▶ **Exercise directions**
Rewrite the records below as a two-column CSV with the header text,answer, giving one row for each record. Put each field in double quotes and turn any line breaks inside a field into spaces.

▶ **Supplied material**

• • • • • • •

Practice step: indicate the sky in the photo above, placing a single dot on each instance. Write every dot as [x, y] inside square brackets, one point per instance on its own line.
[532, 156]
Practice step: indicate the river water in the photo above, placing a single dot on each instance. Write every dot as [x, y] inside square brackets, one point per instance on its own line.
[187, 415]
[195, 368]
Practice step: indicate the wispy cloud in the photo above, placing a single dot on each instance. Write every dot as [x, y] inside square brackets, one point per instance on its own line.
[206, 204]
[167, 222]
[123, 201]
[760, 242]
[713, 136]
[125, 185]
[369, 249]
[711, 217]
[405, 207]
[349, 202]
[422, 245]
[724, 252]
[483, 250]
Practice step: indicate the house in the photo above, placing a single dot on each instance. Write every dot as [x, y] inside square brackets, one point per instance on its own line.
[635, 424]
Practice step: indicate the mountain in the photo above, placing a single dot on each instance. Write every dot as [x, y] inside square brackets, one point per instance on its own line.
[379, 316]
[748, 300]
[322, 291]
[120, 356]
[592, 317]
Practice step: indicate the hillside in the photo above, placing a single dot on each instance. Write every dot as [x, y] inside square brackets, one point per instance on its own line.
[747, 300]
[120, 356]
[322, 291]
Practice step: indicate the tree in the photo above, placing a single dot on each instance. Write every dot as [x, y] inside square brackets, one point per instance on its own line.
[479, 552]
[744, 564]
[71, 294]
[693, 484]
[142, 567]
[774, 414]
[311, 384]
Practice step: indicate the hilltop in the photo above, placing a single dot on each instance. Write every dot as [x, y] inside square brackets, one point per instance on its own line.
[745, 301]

• • • • • • •

▶ **Output for this task**
text,answer
"Practice step: indicate the sky in the photo above, placing a single dot on each instance. Write every dot as [x, y] inside square brackets, one point per instance on its own line.","[532, 156]"
"Practice step: indicate the river water in the photo above, placing a single dot on each instance. Write every dot as [x, y] inside square brackets, one point per instance on its own line.","[187, 415] [195, 368]"
"Practice step: indicate the wispy cloud in the photo above, placing a single dot on each instance. Write every dot as [x, y] inside square brackets, one point per instance on its own line.","[206, 204] [167, 222] [123, 201] [760, 242] [713, 136] [125, 185] [369, 249] [711, 217] [405, 207] [349, 202] [422, 245] [724, 252] [483, 250]"
"Practice step: indicate the house in the photo above, placing a single dot on each instance. Write every dot as [x, y] inside square brackets, one point per instance on its own line.","[635, 424]"
"Practice step: indicate the mountain in the photo above, placing a single dot on each instance. Write every dot as [x, y] inside square brackets, one point per instance on its own line.","[379, 316] [748, 300] [322, 291] [120, 356] [592, 317]"
"Practice step: indicate the hillside in the photo above, placing a single dot on each instance. Write every dot as [x, y] inside square brackets, one point per instance on its own line.","[747, 300] [120, 356] [322, 291]"
"Practice step: indicate the tree in the photo above, placing a single dot on each instance. Write every dot as [x, y] inside square brackets, one point per instance on its own line.","[479, 552] [744, 564] [71, 294] [693, 484] [142, 567] [774, 414] [311, 384]"
"Practice step: indicate the hilltop in the photo above, placing a single dot on each instance. Write every dot as [x, y] inside square brackets, one point per instance on its own line.","[745, 301]"